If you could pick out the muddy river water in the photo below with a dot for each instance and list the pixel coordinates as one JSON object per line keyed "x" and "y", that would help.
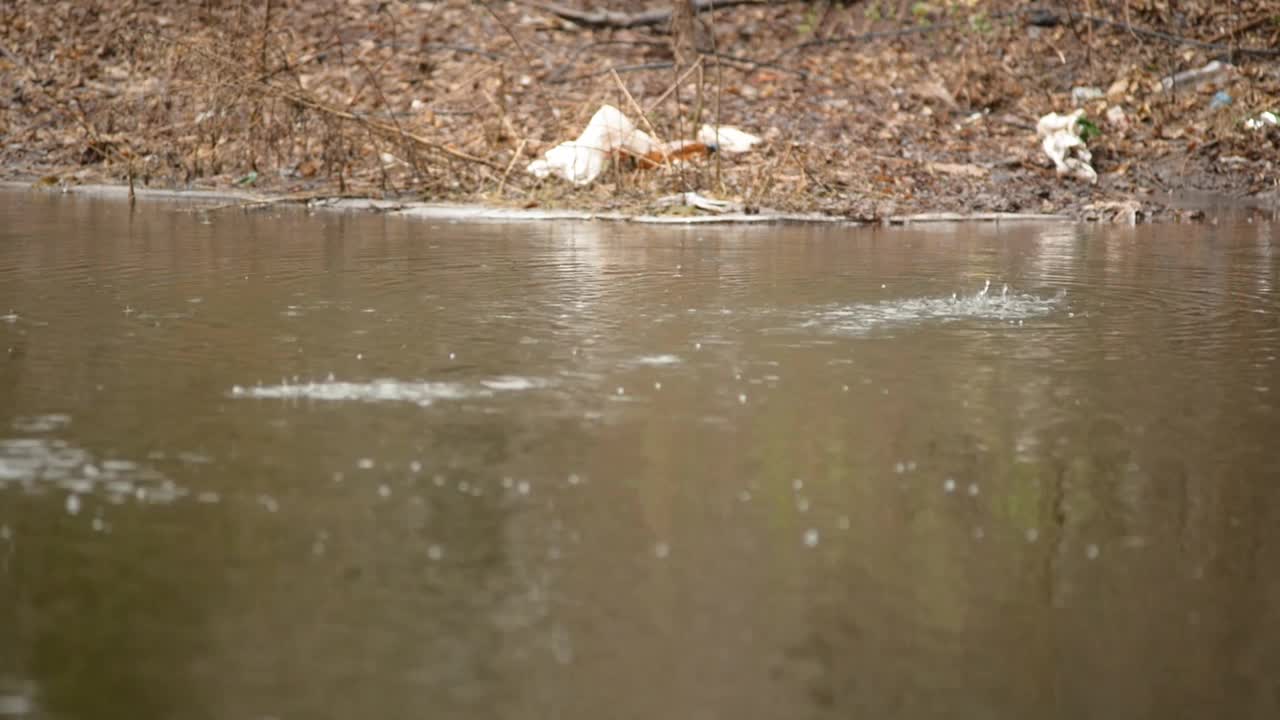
{"x": 289, "y": 465}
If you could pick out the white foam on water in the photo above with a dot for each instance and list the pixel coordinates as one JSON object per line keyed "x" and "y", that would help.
{"x": 39, "y": 464}
{"x": 984, "y": 305}
{"x": 417, "y": 392}
{"x": 658, "y": 360}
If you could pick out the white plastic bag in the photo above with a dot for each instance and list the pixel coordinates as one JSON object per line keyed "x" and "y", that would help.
{"x": 609, "y": 132}
{"x": 583, "y": 160}
{"x": 728, "y": 140}
{"x": 1061, "y": 142}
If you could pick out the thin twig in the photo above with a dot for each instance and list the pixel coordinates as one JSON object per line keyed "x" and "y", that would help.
{"x": 624, "y": 21}
{"x": 672, "y": 86}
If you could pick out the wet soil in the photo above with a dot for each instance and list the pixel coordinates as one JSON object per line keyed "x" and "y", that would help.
{"x": 868, "y": 110}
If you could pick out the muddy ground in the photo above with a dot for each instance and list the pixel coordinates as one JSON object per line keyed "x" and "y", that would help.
{"x": 867, "y": 109}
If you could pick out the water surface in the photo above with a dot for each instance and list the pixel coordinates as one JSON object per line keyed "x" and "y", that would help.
{"x": 320, "y": 465}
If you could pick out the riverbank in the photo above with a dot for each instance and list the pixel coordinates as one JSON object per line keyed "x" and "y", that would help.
{"x": 865, "y": 115}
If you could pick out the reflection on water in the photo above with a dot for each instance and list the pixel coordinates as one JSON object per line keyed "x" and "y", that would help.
{"x": 289, "y": 465}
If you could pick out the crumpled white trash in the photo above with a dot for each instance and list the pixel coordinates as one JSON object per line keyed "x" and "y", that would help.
{"x": 611, "y": 132}
{"x": 1262, "y": 121}
{"x": 727, "y": 140}
{"x": 583, "y": 160}
{"x": 1061, "y": 142}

______________________________

= Instructions for the task =
Copy all of the material above word for word, with every line in its original order, and leave out the pictures.

= Worked solution =
If you could pick out the muddy river water in the photo below with a dot for each instance and list the pixel coordinates as one JSON object per line keyed "x" and "y", that would help.
{"x": 289, "y": 465}
If you could pick out the white foam on water in the photo above with a dot for each instance and list the pixel coordinates as one JSON object per line keyed "x" and "y", that would help.
{"x": 39, "y": 464}
{"x": 984, "y": 305}
{"x": 417, "y": 392}
{"x": 658, "y": 360}
If you could pick out the white plastic bag in the photo above with a dot for each instance and list the pixel coordinates as one JSON object per line keyed "x" and "y", that would help.
{"x": 609, "y": 132}
{"x": 583, "y": 160}
{"x": 728, "y": 140}
{"x": 1061, "y": 142}
If you could pick out the thin twig in the photo above with a dot for each instance and list the pixel coordinates as one JSON object per line keyed "x" and "y", that would help.
{"x": 624, "y": 21}
{"x": 672, "y": 86}
If you could pick out the wet soil in the photo above with a dot for each instance and list the pixel coordinates as one JSON object per line keyed "x" and "y", that would help.
{"x": 868, "y": 110}
If you could pick out the muddy ground in the photo above with a dot for each instance and list the pixel coordinates as one JSON object per line keyed "x" and "y", that would help.
{"x": 867, "y": 109}
If you could pick out the water surface in the photo above with a dot for each instance and list the pixel coordinates as one JSON object per line keyed "x" and "y", that would help.
{"x": 320, "y": 465}
If you could pick out the riverbank in the photo above with a dot for each instance and list the pixel coordinates as one JSON object per line keyed "x" and "y", that would help.
{"x": 865, "y": 115}
If you could pick out the reflection on water in the photo above with a dot for each instance and list the pixel coordinates as one JSON object per line keyed "x" and "y", that would help.
{"x": 289, "y": 465}
If you could pick out the crumpled white trash in the photo above with a dot for each instance and list the pixel coordinates as one JSON object per line keyed "x" and "y", that would help.
{"x": 611, "y": 132}
{"x": 1262, "y": 121}
{"x": 727, "y": 140}
{"x": 583, "y": 160}
{"x": 1061, "y": 142}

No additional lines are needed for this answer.